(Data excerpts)

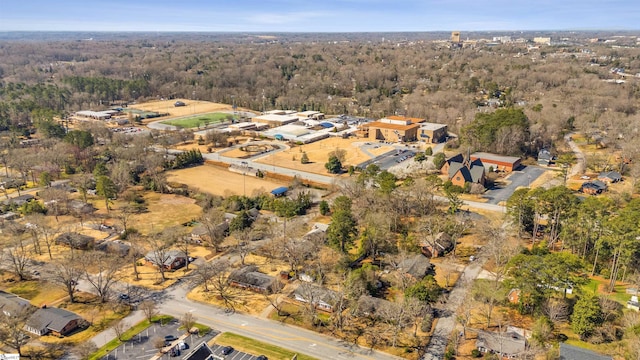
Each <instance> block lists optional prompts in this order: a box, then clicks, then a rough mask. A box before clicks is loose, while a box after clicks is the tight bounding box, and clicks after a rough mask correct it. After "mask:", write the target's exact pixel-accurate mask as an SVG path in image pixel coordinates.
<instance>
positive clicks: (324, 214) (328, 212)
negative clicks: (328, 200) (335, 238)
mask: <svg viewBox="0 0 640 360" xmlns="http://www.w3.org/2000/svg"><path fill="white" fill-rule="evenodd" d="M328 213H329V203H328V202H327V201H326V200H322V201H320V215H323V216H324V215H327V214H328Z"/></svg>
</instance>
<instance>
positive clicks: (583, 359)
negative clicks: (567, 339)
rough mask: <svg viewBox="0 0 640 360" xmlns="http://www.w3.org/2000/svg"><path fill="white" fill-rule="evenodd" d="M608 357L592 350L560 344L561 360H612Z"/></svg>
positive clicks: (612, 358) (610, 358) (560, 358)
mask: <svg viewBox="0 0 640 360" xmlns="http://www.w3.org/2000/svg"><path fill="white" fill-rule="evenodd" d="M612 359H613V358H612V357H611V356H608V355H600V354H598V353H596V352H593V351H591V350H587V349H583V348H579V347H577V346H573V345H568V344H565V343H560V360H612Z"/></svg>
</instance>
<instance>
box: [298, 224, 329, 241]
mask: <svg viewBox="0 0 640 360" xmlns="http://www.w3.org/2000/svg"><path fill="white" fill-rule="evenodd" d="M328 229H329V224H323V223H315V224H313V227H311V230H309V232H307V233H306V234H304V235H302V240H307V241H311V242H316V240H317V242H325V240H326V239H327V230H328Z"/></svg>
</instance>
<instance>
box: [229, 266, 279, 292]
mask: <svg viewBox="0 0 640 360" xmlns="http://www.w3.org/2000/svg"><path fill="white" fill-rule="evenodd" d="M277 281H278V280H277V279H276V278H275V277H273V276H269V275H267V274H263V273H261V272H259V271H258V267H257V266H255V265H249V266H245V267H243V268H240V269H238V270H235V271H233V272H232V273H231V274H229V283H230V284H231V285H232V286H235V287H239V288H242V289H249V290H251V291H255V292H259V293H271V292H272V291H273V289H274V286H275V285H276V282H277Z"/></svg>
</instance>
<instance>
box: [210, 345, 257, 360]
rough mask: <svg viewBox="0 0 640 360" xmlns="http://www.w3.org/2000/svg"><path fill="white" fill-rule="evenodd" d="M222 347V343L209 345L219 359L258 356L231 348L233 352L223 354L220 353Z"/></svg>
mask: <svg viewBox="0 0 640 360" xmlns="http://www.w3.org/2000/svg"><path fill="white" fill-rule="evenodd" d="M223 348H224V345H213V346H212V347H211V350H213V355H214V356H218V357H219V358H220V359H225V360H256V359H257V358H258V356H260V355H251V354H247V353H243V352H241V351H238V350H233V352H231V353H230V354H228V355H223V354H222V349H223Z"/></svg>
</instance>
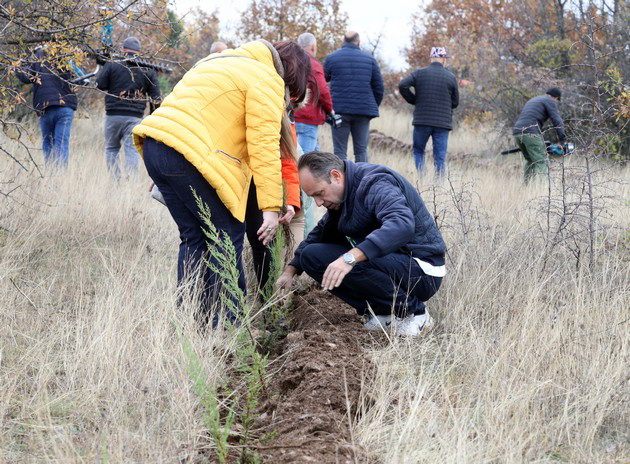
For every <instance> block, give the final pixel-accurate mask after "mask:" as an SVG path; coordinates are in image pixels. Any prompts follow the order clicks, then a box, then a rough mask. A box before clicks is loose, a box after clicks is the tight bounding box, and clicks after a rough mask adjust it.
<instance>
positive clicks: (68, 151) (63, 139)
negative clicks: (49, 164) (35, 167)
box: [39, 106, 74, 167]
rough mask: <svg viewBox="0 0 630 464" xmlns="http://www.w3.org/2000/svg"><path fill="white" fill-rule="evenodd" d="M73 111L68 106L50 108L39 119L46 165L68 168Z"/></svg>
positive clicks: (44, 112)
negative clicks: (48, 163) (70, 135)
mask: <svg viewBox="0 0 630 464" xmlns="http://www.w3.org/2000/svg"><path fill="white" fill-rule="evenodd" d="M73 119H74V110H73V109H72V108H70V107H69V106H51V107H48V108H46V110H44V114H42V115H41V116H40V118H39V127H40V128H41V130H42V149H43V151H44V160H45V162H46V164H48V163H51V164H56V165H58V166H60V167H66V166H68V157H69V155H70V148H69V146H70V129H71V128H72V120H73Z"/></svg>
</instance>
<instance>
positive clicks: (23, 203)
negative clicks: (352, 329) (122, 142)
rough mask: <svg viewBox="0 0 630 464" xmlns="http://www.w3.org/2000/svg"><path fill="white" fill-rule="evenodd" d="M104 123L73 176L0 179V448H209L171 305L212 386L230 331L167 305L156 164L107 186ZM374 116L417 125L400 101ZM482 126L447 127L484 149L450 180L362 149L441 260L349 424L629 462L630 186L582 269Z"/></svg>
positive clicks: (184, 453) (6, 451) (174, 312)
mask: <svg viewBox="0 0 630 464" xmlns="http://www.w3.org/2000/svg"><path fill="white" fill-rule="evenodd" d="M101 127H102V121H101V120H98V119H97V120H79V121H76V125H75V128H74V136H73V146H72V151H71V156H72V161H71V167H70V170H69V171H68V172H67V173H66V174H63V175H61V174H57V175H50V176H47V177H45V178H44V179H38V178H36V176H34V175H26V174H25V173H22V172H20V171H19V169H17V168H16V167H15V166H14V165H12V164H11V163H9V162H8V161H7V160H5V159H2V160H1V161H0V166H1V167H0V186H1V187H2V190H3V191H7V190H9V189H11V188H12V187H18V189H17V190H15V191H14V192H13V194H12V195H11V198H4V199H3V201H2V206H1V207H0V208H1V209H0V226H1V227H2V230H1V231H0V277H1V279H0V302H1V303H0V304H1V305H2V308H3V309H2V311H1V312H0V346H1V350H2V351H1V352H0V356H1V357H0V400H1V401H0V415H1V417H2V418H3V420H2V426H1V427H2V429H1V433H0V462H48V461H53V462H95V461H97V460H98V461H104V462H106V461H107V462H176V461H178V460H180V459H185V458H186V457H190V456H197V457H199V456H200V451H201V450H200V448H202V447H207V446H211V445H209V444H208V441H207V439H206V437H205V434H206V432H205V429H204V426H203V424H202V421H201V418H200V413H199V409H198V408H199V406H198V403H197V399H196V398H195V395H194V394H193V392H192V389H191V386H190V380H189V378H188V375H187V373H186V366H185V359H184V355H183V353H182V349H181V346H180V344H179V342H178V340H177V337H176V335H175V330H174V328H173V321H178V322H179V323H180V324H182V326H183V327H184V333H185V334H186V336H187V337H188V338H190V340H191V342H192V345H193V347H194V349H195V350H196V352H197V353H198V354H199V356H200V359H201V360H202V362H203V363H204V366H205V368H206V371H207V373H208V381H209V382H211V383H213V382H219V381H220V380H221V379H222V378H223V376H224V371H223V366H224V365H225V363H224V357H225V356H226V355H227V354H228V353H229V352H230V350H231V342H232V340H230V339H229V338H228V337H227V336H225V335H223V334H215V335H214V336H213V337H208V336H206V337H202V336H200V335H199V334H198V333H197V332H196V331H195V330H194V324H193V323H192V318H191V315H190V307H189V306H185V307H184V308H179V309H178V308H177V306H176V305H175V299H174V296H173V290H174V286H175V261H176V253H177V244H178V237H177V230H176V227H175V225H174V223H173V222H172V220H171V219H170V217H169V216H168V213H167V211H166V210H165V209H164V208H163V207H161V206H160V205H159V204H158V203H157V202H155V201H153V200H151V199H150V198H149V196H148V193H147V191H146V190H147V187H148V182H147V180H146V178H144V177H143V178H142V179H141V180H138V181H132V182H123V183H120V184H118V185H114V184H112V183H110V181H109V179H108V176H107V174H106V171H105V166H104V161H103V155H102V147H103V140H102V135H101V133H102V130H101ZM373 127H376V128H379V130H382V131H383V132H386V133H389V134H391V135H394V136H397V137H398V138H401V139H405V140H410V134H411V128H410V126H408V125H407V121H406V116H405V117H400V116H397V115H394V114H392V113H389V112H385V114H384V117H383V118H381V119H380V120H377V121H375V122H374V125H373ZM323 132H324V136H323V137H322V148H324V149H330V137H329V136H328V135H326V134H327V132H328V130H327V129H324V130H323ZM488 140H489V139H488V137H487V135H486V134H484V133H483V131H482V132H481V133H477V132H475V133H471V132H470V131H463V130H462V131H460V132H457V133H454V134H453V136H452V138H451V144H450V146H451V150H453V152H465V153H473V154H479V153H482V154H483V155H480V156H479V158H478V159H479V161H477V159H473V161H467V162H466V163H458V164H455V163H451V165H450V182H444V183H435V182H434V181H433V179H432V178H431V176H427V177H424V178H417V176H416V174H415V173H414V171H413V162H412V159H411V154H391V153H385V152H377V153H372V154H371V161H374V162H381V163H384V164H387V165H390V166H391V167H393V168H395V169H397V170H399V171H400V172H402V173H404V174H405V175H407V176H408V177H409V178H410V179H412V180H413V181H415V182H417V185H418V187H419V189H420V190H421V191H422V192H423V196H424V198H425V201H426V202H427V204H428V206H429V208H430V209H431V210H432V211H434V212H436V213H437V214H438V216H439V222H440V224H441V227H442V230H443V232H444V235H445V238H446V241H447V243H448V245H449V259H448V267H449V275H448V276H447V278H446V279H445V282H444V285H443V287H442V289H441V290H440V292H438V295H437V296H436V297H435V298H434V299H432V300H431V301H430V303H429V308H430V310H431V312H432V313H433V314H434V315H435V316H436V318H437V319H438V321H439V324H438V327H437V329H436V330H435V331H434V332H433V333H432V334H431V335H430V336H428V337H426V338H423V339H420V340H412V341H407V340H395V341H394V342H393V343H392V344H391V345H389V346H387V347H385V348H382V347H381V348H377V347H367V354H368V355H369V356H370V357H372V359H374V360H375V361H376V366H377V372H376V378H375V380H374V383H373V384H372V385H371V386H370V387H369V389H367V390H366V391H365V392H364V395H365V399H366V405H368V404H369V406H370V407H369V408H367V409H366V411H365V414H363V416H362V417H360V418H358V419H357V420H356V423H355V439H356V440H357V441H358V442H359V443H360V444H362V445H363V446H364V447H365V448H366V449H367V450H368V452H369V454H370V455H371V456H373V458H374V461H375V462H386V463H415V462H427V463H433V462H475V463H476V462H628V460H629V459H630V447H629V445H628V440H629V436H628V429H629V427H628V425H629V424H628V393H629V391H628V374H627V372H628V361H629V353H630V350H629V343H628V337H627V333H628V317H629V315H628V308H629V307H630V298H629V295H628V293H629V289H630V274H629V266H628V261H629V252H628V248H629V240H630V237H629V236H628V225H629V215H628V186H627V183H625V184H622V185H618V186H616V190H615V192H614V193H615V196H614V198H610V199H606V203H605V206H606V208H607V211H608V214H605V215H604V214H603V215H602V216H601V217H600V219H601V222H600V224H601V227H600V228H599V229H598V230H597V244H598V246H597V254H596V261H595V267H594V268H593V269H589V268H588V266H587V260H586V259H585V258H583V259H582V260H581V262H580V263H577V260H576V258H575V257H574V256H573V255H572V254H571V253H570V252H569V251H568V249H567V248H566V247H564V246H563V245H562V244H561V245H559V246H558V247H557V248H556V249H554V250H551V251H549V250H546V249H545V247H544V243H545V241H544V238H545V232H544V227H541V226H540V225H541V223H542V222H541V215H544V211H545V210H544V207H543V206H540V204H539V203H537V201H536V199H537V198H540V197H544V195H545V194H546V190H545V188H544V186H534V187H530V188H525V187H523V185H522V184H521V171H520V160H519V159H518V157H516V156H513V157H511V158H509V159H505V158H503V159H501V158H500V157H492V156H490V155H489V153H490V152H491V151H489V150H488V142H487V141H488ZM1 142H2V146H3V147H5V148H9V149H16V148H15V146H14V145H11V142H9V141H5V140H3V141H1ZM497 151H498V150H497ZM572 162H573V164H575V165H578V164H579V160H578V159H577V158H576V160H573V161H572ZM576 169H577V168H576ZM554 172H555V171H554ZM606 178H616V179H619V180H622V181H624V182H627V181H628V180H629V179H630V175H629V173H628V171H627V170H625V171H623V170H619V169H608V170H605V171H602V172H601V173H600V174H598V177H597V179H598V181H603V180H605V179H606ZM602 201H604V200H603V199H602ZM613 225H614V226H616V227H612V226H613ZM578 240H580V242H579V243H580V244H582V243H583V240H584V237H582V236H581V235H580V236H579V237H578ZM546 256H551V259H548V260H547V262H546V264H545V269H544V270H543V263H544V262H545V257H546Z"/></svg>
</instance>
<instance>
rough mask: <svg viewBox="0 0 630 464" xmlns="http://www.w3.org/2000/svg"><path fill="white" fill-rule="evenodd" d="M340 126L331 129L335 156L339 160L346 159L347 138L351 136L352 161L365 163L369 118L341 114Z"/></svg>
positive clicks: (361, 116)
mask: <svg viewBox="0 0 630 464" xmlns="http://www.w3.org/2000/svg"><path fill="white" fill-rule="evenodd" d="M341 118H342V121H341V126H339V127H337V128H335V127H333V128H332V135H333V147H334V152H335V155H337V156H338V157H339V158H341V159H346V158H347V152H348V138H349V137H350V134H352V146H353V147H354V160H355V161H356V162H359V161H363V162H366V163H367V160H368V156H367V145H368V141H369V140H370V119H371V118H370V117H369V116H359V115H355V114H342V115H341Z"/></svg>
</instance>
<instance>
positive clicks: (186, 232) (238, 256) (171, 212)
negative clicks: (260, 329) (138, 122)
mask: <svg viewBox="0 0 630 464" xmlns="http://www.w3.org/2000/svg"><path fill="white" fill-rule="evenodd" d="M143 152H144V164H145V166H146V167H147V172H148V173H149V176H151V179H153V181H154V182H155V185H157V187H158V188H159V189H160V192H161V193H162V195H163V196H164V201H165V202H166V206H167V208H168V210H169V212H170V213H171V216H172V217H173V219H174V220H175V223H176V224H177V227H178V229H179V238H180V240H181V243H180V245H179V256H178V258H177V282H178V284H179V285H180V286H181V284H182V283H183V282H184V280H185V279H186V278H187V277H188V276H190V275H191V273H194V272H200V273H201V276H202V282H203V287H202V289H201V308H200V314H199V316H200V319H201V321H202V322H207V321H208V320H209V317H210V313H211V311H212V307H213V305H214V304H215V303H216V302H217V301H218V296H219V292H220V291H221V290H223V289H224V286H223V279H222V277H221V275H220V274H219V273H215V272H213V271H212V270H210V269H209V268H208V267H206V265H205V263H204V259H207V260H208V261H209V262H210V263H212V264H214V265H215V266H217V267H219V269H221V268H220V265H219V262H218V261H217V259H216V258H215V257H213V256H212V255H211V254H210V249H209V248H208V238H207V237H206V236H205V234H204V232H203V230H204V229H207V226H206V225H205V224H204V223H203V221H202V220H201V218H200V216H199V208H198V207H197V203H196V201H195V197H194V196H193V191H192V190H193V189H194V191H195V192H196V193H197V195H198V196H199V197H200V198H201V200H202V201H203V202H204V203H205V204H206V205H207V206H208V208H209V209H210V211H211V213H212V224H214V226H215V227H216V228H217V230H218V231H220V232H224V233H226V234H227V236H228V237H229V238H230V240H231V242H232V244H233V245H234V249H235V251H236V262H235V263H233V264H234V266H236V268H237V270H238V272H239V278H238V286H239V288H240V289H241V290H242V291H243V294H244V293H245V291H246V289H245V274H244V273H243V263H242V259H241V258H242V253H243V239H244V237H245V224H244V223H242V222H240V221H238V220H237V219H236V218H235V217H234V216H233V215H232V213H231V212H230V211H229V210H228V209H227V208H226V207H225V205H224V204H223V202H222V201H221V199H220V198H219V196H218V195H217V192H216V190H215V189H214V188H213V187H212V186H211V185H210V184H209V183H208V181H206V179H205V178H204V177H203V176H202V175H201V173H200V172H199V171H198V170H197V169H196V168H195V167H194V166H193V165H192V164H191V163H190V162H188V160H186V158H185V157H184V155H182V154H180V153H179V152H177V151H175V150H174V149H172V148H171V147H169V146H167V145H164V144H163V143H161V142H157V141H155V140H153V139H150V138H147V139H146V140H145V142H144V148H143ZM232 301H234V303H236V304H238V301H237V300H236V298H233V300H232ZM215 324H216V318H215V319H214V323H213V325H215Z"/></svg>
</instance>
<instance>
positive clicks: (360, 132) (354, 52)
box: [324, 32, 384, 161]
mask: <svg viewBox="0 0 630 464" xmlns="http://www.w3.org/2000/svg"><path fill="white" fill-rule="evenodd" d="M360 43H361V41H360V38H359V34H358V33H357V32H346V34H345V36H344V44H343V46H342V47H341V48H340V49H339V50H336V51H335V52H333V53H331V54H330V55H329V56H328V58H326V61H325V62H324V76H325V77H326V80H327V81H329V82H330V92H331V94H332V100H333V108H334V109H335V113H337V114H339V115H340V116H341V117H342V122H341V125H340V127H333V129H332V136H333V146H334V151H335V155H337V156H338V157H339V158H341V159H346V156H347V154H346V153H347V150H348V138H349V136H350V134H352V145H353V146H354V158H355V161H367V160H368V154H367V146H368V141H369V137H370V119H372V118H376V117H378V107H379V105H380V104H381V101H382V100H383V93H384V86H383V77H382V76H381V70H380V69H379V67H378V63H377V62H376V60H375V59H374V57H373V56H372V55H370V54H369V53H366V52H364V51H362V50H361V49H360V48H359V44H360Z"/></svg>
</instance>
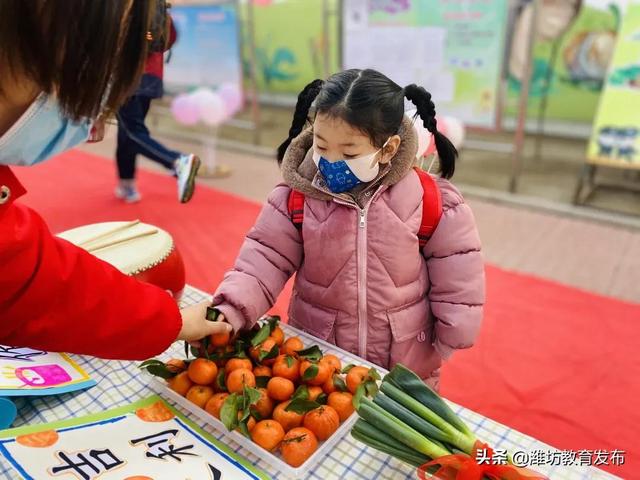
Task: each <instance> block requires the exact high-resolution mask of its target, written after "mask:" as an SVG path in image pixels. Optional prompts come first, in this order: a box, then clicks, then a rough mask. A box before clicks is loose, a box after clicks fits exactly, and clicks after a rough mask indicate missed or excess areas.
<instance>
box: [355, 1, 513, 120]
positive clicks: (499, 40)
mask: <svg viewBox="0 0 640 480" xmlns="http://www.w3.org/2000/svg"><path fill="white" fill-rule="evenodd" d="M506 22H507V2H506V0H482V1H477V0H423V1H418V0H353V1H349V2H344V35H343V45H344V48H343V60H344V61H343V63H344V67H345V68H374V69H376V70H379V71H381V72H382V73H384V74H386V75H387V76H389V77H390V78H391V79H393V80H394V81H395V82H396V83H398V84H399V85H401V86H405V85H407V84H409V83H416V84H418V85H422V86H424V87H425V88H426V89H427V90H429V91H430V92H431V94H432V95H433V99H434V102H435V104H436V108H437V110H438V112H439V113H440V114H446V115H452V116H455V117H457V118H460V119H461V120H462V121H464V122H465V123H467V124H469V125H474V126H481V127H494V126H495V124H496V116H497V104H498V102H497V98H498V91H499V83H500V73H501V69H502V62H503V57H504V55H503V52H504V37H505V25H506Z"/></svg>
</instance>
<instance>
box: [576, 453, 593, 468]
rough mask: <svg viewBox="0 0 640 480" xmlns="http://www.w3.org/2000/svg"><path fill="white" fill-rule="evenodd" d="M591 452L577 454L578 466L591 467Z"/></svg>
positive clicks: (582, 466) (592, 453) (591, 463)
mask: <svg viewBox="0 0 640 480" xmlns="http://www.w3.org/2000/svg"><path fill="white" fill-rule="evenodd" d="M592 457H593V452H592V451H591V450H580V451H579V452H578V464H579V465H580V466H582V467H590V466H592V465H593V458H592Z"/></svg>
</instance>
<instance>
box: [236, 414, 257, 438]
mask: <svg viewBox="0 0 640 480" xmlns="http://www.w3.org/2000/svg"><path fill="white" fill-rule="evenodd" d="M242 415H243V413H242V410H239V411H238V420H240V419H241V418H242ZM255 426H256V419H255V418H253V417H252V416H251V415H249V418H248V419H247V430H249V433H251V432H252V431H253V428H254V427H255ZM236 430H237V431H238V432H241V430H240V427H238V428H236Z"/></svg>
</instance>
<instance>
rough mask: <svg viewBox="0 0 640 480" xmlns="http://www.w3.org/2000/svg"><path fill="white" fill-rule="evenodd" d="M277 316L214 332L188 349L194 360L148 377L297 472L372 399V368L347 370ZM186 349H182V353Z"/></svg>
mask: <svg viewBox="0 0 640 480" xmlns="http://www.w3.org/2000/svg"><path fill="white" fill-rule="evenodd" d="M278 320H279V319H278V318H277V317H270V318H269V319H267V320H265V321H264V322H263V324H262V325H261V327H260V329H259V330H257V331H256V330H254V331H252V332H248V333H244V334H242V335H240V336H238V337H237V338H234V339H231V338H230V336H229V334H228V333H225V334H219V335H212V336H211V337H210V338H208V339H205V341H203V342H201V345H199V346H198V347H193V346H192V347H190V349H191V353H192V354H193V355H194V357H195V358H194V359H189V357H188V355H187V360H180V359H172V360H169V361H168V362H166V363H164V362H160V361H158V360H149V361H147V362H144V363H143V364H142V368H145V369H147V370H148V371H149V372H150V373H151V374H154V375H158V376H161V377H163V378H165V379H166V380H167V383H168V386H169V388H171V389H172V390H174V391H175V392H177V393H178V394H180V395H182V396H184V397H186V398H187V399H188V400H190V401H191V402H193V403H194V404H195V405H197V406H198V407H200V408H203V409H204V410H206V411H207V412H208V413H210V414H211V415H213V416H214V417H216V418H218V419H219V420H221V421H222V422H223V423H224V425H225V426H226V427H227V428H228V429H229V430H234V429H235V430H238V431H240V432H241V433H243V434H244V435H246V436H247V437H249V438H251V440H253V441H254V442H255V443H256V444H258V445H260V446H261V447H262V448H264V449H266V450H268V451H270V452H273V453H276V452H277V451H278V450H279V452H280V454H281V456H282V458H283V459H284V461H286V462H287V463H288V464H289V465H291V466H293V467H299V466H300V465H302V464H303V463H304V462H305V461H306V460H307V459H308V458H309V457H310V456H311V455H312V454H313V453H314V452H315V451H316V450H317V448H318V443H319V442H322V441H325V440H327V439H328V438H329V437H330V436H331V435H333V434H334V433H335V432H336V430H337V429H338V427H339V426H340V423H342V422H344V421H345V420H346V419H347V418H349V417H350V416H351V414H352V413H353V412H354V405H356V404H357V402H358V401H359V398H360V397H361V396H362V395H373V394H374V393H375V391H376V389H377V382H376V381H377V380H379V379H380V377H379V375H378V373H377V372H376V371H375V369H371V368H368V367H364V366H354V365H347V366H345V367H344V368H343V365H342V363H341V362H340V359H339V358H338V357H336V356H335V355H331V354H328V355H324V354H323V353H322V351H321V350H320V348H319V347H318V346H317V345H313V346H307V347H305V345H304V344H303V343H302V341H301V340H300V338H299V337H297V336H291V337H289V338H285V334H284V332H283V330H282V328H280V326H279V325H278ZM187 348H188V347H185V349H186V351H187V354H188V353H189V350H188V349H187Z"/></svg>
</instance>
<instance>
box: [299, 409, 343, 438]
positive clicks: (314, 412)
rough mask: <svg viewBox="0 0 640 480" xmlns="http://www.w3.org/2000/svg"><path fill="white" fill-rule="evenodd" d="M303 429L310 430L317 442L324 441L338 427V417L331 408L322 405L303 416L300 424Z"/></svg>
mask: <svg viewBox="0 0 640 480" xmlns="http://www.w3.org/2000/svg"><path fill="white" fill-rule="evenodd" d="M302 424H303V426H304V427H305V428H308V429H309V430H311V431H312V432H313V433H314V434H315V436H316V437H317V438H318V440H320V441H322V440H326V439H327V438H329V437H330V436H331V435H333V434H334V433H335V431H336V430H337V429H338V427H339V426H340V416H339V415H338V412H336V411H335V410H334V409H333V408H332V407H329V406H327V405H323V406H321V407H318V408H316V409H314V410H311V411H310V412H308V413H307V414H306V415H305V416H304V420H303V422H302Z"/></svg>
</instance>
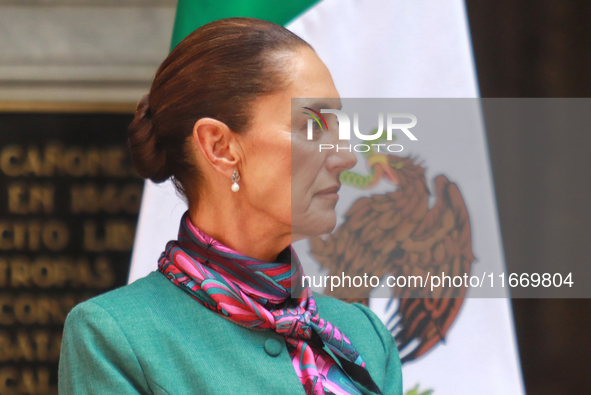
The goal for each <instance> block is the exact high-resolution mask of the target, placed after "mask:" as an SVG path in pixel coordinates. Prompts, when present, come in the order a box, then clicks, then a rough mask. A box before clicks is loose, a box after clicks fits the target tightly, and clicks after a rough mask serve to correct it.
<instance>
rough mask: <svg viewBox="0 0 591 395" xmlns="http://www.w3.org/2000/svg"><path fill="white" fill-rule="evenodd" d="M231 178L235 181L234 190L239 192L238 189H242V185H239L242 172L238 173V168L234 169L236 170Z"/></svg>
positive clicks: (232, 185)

What to produce — From the beginning of the entries through the line that contains "negative clicks: (328, 200) (335, 238)", express the lines as a JSON list of strings with one string per line and no blank lines. Leave the pictures out.

Output for this exercise —
[
  "Each <instance> block lists optional prompts in this order: a box, then clicks, then a rough mask. A box before clicks is loose, while a box after clicks is the tight bounding box, and clicks after a rough mask correct it. After \"mask:\", write the target's exact pixel-accurate mask as an SVG path in image pixel coordinates.",
  "<instance>",
  "positive clicks: (324, 214) (328, 212)",
  "negative clicks: (328, 200) (335, 238)"
]